§ **Required work**
In the data that follows, find the line containing "[pin] tree branch -- one per line"; then quote that line and every line after it, exactly, through the last one.

______

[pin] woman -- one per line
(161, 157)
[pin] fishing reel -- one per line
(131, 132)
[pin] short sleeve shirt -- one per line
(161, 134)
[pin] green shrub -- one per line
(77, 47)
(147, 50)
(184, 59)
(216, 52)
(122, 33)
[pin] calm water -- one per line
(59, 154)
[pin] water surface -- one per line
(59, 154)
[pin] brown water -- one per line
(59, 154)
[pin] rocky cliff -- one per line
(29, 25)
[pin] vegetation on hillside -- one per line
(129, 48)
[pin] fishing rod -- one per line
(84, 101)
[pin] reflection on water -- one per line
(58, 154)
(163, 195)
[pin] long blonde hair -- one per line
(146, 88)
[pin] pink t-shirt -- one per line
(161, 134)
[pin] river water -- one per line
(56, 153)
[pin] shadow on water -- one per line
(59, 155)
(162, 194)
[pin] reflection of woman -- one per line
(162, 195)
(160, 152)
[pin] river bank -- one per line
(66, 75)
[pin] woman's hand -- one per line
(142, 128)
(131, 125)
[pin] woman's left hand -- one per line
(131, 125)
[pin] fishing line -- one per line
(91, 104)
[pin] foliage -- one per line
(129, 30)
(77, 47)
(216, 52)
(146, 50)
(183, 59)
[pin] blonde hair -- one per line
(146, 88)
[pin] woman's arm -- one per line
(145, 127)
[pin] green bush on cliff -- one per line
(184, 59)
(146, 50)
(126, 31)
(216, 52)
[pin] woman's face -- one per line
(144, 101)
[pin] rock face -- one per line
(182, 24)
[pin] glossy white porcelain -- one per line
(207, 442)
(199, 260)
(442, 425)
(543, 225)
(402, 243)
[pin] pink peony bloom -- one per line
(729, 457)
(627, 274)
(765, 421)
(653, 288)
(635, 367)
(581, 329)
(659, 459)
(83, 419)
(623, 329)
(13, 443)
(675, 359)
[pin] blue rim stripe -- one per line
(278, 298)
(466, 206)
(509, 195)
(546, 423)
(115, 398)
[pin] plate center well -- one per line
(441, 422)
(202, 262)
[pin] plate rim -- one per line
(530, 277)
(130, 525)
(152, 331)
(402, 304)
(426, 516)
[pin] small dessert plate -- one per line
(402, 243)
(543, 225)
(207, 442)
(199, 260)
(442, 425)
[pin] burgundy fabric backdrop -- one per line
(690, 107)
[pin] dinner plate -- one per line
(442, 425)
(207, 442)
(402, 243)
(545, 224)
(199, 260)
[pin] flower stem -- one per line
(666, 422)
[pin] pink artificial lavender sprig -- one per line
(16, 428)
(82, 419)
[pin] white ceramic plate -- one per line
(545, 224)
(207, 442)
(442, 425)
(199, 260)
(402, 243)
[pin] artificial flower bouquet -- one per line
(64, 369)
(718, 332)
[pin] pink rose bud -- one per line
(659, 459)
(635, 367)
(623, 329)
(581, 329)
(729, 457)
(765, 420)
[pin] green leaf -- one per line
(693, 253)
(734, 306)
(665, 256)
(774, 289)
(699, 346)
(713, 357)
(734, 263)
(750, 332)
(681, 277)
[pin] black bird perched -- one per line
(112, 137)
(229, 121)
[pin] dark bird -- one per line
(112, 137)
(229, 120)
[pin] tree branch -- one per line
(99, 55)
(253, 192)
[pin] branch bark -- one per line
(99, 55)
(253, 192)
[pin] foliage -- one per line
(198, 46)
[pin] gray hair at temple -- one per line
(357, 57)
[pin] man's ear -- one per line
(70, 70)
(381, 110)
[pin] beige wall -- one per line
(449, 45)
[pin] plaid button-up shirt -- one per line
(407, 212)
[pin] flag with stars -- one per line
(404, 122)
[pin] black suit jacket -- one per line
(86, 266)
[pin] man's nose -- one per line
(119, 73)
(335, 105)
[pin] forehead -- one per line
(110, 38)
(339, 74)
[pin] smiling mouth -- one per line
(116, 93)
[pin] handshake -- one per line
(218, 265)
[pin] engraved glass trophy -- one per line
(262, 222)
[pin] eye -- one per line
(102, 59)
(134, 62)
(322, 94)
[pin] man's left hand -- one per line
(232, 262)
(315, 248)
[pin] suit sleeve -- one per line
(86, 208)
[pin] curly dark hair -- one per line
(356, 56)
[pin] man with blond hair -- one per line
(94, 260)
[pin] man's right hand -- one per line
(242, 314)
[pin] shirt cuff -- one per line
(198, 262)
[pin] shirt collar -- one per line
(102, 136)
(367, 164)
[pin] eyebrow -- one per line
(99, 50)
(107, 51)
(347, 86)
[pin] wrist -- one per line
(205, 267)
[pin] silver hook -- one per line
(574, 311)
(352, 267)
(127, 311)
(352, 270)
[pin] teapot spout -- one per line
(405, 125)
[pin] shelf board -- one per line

______

§ **Problem solution**
[pin] tree branch -- one per line
(99, 55)
(253, 192)
[pin] branch bark -- one per line
(99, 55)
(253, 192)
[pin] foliage -- one per line
(198, 46)
[pin] gray hair at temple -- one per line
(357, 57)
[pin] man's ear -- one per line
(70, 70)
(381, 110)
[pin] beige wall -- one per line
(449, 45)
[pin] plaid button-up shirt -- one per line
(407, 212)
[pin] flag with stars -- one per line
(404, 122)
[pin] black suit jacket -- one per line
(86, 266)
[pin] man's nose -- one per line
(119, 73)
(335, 105)
[pin] forehead -- one per line
(110, 38)
(339, 74)
[pin] smiling mouth -- one per line
(116, 93)
[pin] handshake -- one per line
(218, 265)
[pin] engraved glass trophy -- one per line
(262, 222)
[pin] eye -- one per line
(102, 59)
(134, 62)
(322, 94)
[pin] man's left hand -- one per line
(232, 262)
(315, 248)
[pin] suit sleeve -- one per line
(86, 208)
[pin] curly dark hair -- one per line
(356, 56)
[pin] man with blond hair -- one per line
(94, 260)
[pin] man's right hand -- one per line
(242, 314)
[pin] shirt cuff -- one per line
(198, 262)
[pin] shirt collar -- one per line
(102, 136)
(367, 164)
[pin] eyebrow -- one per line
(99, 50)
(107, 51)
(347, 86)
[pin] wrist -- one per line
(205, 267)
[pin] silver hook -- one per line
(574, 311)
(352, 267)
(127, 311)
(352, 270)
[pin] teapot spout -- one per line
(405, 125)
[pin] shelf board -- one per line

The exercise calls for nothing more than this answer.